▶ Short problem: Gather every line in the entries below that contains the word "eyeglasses", and treat case as significant.

▶ Entries shown:

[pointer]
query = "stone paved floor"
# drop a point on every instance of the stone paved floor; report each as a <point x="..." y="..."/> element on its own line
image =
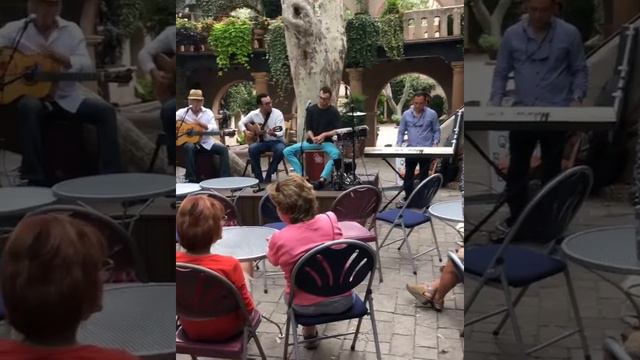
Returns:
<point x="545" y="310"/>
<point x="405" y="330"/>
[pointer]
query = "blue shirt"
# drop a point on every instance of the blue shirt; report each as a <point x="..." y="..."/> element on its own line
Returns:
<point x="423" y="130"/>
<point x="547" y="72"/>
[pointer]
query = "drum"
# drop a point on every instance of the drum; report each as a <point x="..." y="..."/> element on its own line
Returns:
<point x="344" y="134"/>
<point x="361" y="132"/>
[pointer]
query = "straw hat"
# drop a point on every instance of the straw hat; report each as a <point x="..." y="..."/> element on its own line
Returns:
<point x="195" y="95"/>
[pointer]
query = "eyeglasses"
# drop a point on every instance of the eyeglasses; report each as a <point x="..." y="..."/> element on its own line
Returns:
<point x="107" y="268"/>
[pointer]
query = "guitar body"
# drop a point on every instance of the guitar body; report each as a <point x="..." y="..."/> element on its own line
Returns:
<point x="166" y="64"/>
<point x="192" y="133"/>
<point x="19" y="65"/>
<point x="39" y="73"/>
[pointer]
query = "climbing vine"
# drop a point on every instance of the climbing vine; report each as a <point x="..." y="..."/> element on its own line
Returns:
<point x="232" y="38"/>
<point x="278" y="57"/>
<point x="362" y="41"/>
<point x="391" y="30"/>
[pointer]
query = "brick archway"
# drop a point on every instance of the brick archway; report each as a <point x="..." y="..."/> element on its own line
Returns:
<point x="376" y="78"/>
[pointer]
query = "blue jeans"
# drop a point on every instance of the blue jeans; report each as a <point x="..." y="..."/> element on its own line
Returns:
<point x="293" y="151"/>
<point x="192" y="150"/>
<point x="33" y="111"/>
<point x="256" y="149"/>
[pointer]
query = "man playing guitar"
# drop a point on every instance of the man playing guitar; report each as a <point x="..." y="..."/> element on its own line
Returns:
<point x="164" y="80"/>
<point x="265" y="128"/>
<point x="197" y="114"/>
<point x="44" y="32"/>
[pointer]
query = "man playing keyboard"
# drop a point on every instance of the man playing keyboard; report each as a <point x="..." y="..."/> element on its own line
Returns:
<point x="422" y="127"/>
<point x="547" y="59"/>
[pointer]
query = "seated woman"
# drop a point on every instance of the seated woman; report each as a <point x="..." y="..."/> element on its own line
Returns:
<point x="199" y="223"/>
<point x="51" y="282"/>
<point x="296" y="203"/>
<point x="433" y="294"/>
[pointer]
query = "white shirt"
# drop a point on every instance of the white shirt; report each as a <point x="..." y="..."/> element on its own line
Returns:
<point x="275" y="119"/>
<point x="67" y="39"/>
<point x="204" y="116"/>
<point x="164" y="43"/>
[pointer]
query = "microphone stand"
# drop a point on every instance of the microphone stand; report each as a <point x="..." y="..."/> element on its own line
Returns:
<point x="354" y="180"/>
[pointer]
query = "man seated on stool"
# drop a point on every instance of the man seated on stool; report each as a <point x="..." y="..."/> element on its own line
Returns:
<point x="270" y="137"/>
<point x="45" y="32"/>
<point x="422" y="127"/>
<point x="321" y="123"/>
<point x="195" y="113"/>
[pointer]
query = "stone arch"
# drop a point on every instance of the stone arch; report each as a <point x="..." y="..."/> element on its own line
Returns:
<point x="374" y="80"/>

▶ Problem solution:
query = "eyeglasses"
# drop a point on every instance of the eyeglasses; report each as a <point x="..." y="..."/> element on its own line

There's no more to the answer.